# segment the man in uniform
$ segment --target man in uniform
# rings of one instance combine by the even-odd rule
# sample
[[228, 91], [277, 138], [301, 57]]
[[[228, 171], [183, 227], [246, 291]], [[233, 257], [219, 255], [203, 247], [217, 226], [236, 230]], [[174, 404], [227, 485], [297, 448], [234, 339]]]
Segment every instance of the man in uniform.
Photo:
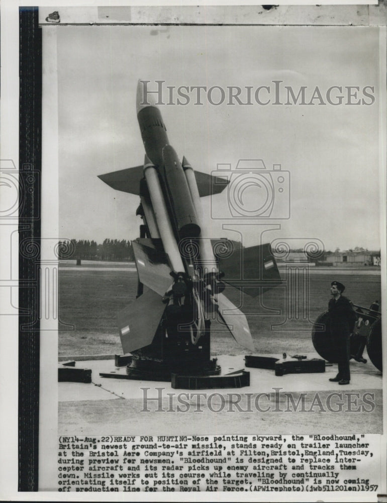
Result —
[[352, 303], [342, 295], [345, 289], [342, 283], [332, 281], [331, 283], [331, 295], [332, 298], [328, 305], [329, 313], [331, 333], [337, 353], [338, 373], [336, 377], [330, 381], [339, 384], [349, 384], [349, 336], [353, 330], [356, 319]]

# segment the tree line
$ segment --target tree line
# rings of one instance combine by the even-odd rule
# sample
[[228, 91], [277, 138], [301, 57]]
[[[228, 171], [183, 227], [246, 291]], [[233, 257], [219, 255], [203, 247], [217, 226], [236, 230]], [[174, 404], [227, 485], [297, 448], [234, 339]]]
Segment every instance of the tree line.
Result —
[[85, 260], [133, 261], [134, 255], [130, 241], [105, 239], [101, 244], [92, 239], [71, 239], [58, 243], [59, 260], [66, 259]]

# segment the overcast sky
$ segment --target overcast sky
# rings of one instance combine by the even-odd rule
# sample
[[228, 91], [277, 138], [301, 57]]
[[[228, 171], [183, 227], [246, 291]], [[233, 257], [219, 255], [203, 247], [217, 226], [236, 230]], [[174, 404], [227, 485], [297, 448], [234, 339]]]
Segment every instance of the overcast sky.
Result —
[[[327, 249], [380, 247], [378, 114], [378, 31], [368, 27], [59, 26], [58, 30], [60, 236], [134, 239], [137, 196], [114, 191], [97, 175], [141, 164], [144, 148], [136, 115], [139, 78], [165, 86], [259, 86], [262, 101], [275, 99], [272, 81], [309, 102], [318, 86], [326, 103], [331, 86], [358, 86], [352, 101], [369, 105], [195, 105], [160, 107], [171, 144], [194, 169], [239, 159], [280, 164], [290, 186], [269, 195], [278, 214], [289, 198], [290, 218], [272, 219], [275, 238], [318, 238]], [[362, 92], [366, 86], [372, 99]], [[166, 89], [166, 88], [165, 88]], [[343, 89], [343, 91], [345, 91]], [[246, 100], [245, 90], [241, 98]], [[282, 93], [282, 91], [281, 91]], [[332, 93], [334, 98], [338, 91]], [[220, 95], [214, 92], [214, 101]], [[168, 95], [165, 95], [165, 100]], [[285, 103], [286, 95], [280, 101]], [[176, 103], [175, 98], [174, 102]], [[235, 176], [235, 175], [233, 176]], [[285, 183], [287, 178], [285, 177]], [[270, 182], [269, 182], [270, 183]], [[287, 192], [288, 190], [288, 192]], [[254, 207], [256, 187], [244, 194]], [[236, 221], [228, 194], [202, 199], [214, 237]], [[254, 199], [255, 198], [255, 199]], [[211, 205], [214, 210], [212, 213]], [[212, 218], [216, 217], [216, 218]], [[275, 216], [274, 215], [274, 216]], [[270, 221], [265, 220], [270, 223]], [[241, 223], [238, 220], [238, 223]], [[261, 223], [262, 223], [262, 221]], [[236, 225], [238, 228], [238, 226]], [[244, 244], [259, 242], [258, 228], [242, 228]], [[248, 230], [246, 230], [248, 228]]]

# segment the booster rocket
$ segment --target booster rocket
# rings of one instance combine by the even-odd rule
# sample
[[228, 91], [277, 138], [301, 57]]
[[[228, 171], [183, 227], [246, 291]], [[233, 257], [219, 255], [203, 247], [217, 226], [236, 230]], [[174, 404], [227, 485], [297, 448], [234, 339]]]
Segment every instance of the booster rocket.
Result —
[[[136, 102], [144, 163], [99, 176], [115, 189], [139, 196], [141, 202], [137, 214], [143, 219], [143, 232], [132, 246], [142, 294], [118, 315], [124, 352], [151, 348], [154, 356], [156, 340], [160, 337], [175, 340], [179, 347], [184, 340], [186, 352], [191, 346], [202, 347], [199, 341], [208, 335], [214, 312], [236, 341], [253, 351], [246, 317], [222, 293], [222, 278], [228, 279], [226, 269], [233, 271], [241, 264], [229, 263], [220, 272], [200, 201], [221, 193], [229, 182], [194, 171], [184, 156], [180, 161], [169, 144], [160, 109], [150, 95], [144, 96], [141, 80]], [[256, 268], [263, 276], [279, 279], [268, 245], [264, 250], [262, 246], [246, 249], [247, 255], [256, 258]], [[240, 260], [238, 255], [236, 260]], [[270, 271], [263, 267], [264, 260]], [[142, 293], [142, 285], [149, 289]], [[180, 347], [180, 355], [181, 351]], [[175, 355], [174, 351], [168, 354]]]

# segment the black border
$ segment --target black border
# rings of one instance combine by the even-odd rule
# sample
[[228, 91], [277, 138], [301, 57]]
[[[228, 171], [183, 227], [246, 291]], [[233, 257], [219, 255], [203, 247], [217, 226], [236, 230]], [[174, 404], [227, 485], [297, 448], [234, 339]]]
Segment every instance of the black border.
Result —
[[42, 30], [37, 7], [19, 9], [19, 478], [37, 491]]

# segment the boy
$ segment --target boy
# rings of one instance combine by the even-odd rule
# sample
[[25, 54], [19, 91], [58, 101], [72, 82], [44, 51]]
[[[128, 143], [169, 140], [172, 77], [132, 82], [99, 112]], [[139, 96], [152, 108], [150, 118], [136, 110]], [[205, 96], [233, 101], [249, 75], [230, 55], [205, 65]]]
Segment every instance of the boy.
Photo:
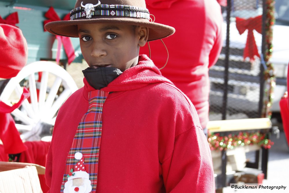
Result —
[[71, 21], [45, 25], [79, 37], [89, 66], [84, 87], [58, 115], [46, 166], [51, 192], [214, 191], [195, 109], [138, 55], [147, 41], [174, 32], [149, 18], [144, 0], [77, 0]]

☆ ☆ ☆ ☆ ☆ ☆ ☆

## Stated exercise
Copy the stretch of records above, from the start through the line containing "260], [66, 259]]", requests included, and scale every point coordinate in the answer outlines by 2.5, rounding to whole numbers with halves going up. Keep all other numbers, including the sample coordinates in the requests, unchanged, and leave the pictures out.

## Response for this exercise
# segment the man in uniform
$ segment --target man in uniform
# rings of one instance combine by the even-odd rule
# sample
[[228, 91], [277, 138], [301, 57]]
[[[228, 171], [183, 227], [246, 291]], [[233, 257], [219, 255], [203, 247], [217, 226], [236, 230]], [[174, 404], [227, 485], [297, 448], [234, 339]]]
Segment every instance of the man in uniform.
Photo:
Result —
[[880, 758], [855, 738], [863, 723], [855, 708], [830, 703], [828, 708], [828, 738], [830, 745], [820, 763], [823, 783], [828, 833], [843, 883], [845, 933], [840, 943], [825, 953], [848, 960], [873, 960], [873, 840], [883, 825], [890, 798]]

# segment the tree line
$ segment --target tree line
# rings of one instance combine by the even-odd rule
# sample
[[228, 91], [277, 138], [301, 57]]
[[[228, 171], [183, 227], [246, 291]], [[233, 257], [219, 255], [203, 247], [217, 226], [236, 230]], [[174, 404], [227, 485], [297, 448], [234, 339]]]
Segment every instance of the tree line.
Result —
[[213, 650], [333, 653], [335, 638], [325, 603], [263, 598], [253, 610], [230, 598], [178, 598], [145, 608], [148, 650], [165, 648]]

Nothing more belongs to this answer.